→ **TO BE DONE**
Reproduce every line in the records below, from the line containing "where the conical" down to the line containing "[1013,568,1145,659]", both included, with the request line unchanged. Shift each bounding-box coordinate in those lines by -11.

___ EXTRACTED INFORMATION

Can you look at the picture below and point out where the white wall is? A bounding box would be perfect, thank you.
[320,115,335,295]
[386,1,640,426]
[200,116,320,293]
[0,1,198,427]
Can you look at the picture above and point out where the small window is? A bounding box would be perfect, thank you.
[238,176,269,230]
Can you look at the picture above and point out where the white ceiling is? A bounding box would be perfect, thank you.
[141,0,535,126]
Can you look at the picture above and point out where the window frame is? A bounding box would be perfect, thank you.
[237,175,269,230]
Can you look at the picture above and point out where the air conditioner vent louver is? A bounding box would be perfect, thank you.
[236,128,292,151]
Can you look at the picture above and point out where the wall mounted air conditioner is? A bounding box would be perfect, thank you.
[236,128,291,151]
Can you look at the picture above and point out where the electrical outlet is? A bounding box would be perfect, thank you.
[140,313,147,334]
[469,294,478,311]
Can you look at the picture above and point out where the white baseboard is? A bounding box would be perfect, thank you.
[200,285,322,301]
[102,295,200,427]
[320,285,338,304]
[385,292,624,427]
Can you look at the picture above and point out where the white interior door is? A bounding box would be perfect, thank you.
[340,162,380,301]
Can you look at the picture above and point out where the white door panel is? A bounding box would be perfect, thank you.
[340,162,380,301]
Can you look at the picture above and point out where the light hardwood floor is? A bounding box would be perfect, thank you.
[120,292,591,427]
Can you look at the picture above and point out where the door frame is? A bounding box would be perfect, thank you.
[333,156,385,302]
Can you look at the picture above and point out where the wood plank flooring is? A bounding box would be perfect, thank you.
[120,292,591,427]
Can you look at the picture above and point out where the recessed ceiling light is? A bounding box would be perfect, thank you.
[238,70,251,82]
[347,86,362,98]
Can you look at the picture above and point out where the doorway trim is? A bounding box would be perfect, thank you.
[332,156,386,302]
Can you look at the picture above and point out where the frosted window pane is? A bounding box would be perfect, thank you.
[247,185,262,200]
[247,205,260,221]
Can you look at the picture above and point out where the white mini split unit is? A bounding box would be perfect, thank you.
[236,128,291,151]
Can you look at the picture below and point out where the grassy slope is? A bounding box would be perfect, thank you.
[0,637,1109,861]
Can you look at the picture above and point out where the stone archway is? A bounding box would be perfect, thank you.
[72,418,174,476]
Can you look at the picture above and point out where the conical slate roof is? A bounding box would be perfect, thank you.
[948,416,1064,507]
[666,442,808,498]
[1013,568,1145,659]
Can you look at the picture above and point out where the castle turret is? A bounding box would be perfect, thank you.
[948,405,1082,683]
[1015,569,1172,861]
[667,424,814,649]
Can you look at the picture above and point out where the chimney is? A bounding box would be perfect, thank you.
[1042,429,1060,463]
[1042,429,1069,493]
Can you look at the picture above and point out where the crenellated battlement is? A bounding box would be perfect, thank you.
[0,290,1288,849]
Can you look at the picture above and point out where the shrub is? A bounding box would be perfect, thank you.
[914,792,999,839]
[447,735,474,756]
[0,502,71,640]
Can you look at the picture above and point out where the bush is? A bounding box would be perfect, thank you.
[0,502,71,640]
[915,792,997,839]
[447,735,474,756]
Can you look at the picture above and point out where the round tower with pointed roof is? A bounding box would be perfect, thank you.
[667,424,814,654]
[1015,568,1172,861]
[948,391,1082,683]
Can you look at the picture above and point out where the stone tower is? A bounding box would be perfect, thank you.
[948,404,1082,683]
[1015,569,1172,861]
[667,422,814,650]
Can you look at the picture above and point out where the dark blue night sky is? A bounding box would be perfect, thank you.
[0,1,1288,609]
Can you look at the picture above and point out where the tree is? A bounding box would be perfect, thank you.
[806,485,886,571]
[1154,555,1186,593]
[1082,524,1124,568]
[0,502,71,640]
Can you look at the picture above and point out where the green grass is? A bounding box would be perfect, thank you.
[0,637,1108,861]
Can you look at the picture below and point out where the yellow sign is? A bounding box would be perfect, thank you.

______

→ **CORRECT OUTPUT**
Can you look at the picture above and point out where the conical slate roof is? A bounding box would be perfect, thank you.
[937,405,1053,496]
[655,431,797,487]
[1002,557,1134,648]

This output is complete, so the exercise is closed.